• Goal of the exercise
Using the passage on the NVHL model of schizophrenia, explain in one to three sentences why the result of injecting tetrodotoxin into the hippocampus at day 7 is significant.

• Provided passage
It is especially interesting that those animals that did not show DA hyperresponsivity until day 56 did display analogs of negative symptoms at day 35 as well as day 56. Among the deficits is reduced social interaction, a hallmark feature of schizophrenia that occurs much earlier than the positive symptoms. Cognitive impairments are also evident in the animals, as demonstrated by deficits in the Morris water maze and tests of working memory. These deficits occur both early and later, and some may be analogous to the subtle impairments that schizophrenic individuals show before the onset of psychosis. It is significant that injecting tetrodotoxin, which prevents action potentials by blocking voltage-gated sodium channels, into the hippocampus at day 7 produces a similar phenotype and timing of deficit onset without causing a lesion. These results suggest that even temporary interruption of hippocampal function, if it occurs at a critical time of development, impairs further development of associated neural circuits. A timeline for the appearance of behavioral deficits is provided in Figure 1. Particularly fascinating is the observation that, just as symptoms vary among patients with schizophrenia, the effects of lesions of the same size in various rat strains produce different phenotypes and differences in age at onset of the behavioral deficits. Of additional interest is that brief social isolation of young NVHL rats exaggerates the neurochemical, behavioral, and physiological outcomes. Other forms of stress produce similar enhancement.

An illustration depicts the timeline of the behavioral syndrome of the N V H L model. The upper timeline shows the emergence of behavioral changes in rats. The lower timeline shows the neonatal ventral hippocampal lesioning in comparison with the occurrence of symptoms in schizophrenic individuals. As in human patients, negative-like symptoms and cognitive deficits appear during prepuberty and puberty in rodents, whereas positive-like symptoms occur at a time corresponding to late human adolescence or early adulthood. The cognitive-like symptoms are given as follows. Deficits in working memory, deficits in spatial learning and memory, deficits in place learning, Morris water maze. The negative-like symptoms are given as follows. Deficits in social interactions, aggressive behavior, deficits in grooming. Positive-like symptoms are given as follows. Locomotor hyperactivity to amphetamine, hyper-responsivity to stress, enhanced sensitivity to N M D A antagonists, deficits in sensorimotor gating, and P P I.

Figure 1 Timeline of the behavioral syndrome of the NVHL model. The upper timeline shows the emergence of behavioral changes in rats following neonatal ventral hippocampal lesioning in comparison with the occurrence of symptoms in schizophrenic individuals (lower timeline). As in human patients, negative-like symptoms and cognitive deficits appear early in rodents, whereas positive-like symptoms occur at a time corresponding to late human adolescence or early adulthood. (After Tseng et al., 2009.)

A fascinating line of research has also shown that early hippocampal lesions affect the development of several other brain areas implicated in schizophrenia, including the prefrontal cortex, medial temporal lobe, and nucleus accumbens. For instance, it is suspected that loss of hippocampal input to PFC is responsible for the decreased dendritic length and spine density that are characteristic of NVHL animals. A developmentally delayed change in the balance of dopamine–glutamate interactions also has been seen in the PFC of these animals, which might be expected to contribute to hypofrontality in patients (see textbook Chapter 19).

For an update of the research evaluating this model, see Mattei and coworkers (2015).

References

Mattei, D., Schweibold, R., and Wolf, S. A. (2015). Brain in flames: Animal models of psychosis: Utility and limitations. Neuropsychiat. Dis. Treat., 11, 1313–1329.

Tseng, K. Y., Chambers, R. A., and Lipska, B. K. (2009). The neonatal ventral hippocampal lesion as a heuristic neurodevelopmental model of schizophrenia. Behav. Brain Res., 204, 295–305.

• Extracted entries

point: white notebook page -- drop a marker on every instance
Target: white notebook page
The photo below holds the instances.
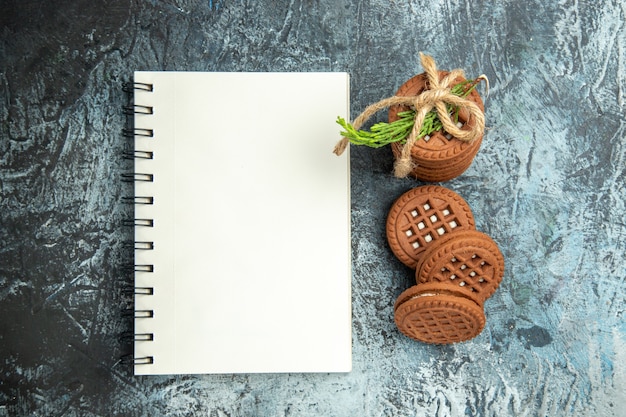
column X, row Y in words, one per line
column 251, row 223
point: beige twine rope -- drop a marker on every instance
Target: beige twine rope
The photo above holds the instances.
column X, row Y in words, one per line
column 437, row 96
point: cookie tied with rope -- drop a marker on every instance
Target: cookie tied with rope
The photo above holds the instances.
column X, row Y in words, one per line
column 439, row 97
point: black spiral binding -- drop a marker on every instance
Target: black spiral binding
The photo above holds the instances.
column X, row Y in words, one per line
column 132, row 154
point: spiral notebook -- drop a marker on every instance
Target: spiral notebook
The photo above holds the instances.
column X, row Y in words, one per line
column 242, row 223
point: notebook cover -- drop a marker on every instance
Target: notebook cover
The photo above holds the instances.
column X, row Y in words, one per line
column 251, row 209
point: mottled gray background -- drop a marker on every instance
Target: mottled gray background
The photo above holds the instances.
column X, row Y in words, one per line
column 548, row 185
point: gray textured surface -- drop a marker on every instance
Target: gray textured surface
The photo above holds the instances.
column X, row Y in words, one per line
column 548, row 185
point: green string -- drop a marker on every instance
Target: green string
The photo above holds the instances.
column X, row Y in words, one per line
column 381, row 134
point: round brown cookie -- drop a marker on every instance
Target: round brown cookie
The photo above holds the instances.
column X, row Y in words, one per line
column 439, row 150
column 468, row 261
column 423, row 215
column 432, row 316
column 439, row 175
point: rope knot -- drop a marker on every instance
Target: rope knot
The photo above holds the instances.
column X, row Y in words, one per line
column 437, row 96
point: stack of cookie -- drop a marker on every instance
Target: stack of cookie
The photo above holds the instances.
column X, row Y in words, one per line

• Solved problem
Tetrodotoxin blocks voltage-gated sodium channels and so prevents action potentials. Injecting it into the hippocampus at day 7 produces a phenotype and timing of deficit onset similar to the lesion, without causing a lesion. This suggests that even a temporary interruption of hippocampal function, if it occurs at a critical time of development, impairs further development of associated neural circuits.